■ Supplied text ■
══════════
You Don’t Read Classics?! {Top Ten Tuesday}

I don’t know about you, but I am hardly ever disappointed when I read a “classic.” I know that classics are hard to define, and I’m not even going to try defining it. But, in my mind, these ten books I’m about to list are classics and well worth a read for anyone who is hesitant about the classic book.

By the way, I should mention officially that this is a list for Top Ten Tuesdays, a weekly meme hosted by the Broke and the Bookish. This week’s theme is to create a list of must-read books for people who don’t read the genre of ___________ (in my case, I picked classics as a genre). So, here are ten books people who don’t typically read classics should read:

1) The Count of Monte Cristo by Alexandre Dumas
True, I’m a bit biased here because this is my favorite book, classic or otherwise. Highlights of this book are an escape from prison, traveling around Europe and on the high seas in the early 1800s, and non-fatal revenge (the kind that will haunt those who did wrong forever). I would recommend the abridged version to those who really aren’t for long books–even though abridged is long, too. But I decided on the abridged that it was my favorite, so obviously it’s okay.
══════════
■ Work to do ■
Proceed with the blog post on classics for readers who don't usually pick them up, starting after its last sentence. The material that follows has nothing to do with this.

Dataset items:
══════════
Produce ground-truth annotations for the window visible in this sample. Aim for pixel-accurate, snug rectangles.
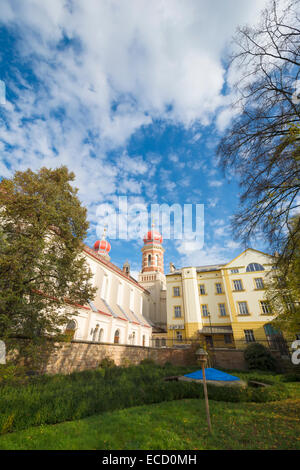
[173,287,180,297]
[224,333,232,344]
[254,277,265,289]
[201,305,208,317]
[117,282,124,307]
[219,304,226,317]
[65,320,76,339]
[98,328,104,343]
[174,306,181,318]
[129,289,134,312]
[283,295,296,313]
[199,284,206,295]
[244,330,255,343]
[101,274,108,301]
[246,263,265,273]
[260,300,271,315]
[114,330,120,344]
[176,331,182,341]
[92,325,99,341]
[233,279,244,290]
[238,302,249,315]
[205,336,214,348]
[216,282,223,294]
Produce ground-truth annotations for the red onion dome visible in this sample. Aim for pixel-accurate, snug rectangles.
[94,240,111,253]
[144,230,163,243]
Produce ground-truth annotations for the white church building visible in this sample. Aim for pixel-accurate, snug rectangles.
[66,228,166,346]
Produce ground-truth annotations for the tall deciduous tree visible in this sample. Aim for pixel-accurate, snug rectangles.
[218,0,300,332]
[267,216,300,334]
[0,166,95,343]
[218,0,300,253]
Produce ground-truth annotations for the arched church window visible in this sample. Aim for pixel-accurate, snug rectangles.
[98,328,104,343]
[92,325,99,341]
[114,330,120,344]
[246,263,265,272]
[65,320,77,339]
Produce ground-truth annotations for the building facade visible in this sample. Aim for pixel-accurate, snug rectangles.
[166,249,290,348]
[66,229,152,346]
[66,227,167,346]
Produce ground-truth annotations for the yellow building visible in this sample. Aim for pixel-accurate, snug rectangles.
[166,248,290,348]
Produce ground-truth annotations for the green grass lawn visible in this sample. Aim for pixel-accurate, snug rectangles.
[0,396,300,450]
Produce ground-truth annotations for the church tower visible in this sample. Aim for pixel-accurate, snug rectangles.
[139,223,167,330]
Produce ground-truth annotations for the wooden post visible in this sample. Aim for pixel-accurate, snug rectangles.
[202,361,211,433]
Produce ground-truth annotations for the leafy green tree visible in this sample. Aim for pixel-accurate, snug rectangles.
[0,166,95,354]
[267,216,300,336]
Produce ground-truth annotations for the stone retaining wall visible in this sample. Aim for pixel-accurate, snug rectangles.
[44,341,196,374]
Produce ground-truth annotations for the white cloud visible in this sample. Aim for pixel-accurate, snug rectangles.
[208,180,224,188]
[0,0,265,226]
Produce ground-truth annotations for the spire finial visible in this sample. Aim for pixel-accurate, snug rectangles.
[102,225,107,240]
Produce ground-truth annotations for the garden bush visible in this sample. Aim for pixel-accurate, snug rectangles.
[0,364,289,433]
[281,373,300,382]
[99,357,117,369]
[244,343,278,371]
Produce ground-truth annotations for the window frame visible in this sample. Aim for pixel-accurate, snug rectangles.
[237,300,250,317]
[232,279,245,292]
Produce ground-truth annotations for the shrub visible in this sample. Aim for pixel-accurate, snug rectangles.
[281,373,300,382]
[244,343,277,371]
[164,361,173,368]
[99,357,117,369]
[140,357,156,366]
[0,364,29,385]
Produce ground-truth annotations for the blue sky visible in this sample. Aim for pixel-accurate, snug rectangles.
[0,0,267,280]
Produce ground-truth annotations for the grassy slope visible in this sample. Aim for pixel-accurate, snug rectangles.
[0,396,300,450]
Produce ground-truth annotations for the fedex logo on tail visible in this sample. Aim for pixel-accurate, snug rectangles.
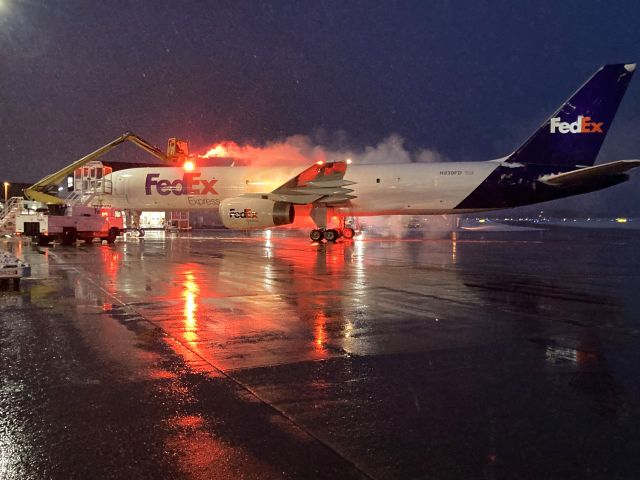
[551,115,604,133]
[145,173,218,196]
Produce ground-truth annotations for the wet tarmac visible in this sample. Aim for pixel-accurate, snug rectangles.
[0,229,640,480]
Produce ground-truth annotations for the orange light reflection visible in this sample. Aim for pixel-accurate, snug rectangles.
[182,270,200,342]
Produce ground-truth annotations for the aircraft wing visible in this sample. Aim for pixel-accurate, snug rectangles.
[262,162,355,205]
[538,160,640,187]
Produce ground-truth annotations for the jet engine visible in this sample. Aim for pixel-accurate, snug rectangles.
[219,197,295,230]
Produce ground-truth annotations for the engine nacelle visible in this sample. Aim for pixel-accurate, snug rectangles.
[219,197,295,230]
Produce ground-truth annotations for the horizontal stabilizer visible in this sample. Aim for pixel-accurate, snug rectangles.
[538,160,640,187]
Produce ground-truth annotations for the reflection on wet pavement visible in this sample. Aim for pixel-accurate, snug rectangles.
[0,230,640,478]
══════════
■ Response to the exercise ■
2) anything by Jane Austen, but I’d definitely recommend Pride and Prejudice
I know, I know. But I don’t think it’s cliche to have this on a list of classics to read. If you can make it past the 100+ words per sentence Austen liked to write, the story behind the run-ons is great. I warn you though, all of her books follow the same pattern, just with different characters, who do have different personalities.

3) Jane Eyre by Charlotte Bronte
I think if I don’t say anything more than this next sentence, it won’t really give anything away in the story: crazy lady locked in the attic. What could be a better teaser?

4) Little Women by Louisa May Alcott
This story holds a dear place in my heart, because ever since I can remember, my three sisters and I have pretended to be the March sisters. But I think this is an easier classic to read. It’s simple to read–not a different style of writing, like Austen. It’s a very warming and family-oriented story, the sort of story I like to read on a snowy winter day, because it’s so cozy.

5) Treasure Island by Robert Louis Stevenson
Who doesn’t like a good pirate story? I think adults like this as much as children.

6) Peter Pan by JM Barrie
Again, who doesn’t like a good pirate story? Not that all of this is a pirate story. But I think any adult will like the story of a kid who didn’t want to grow up. How many of us wish we could be kids again, even for just a day or two?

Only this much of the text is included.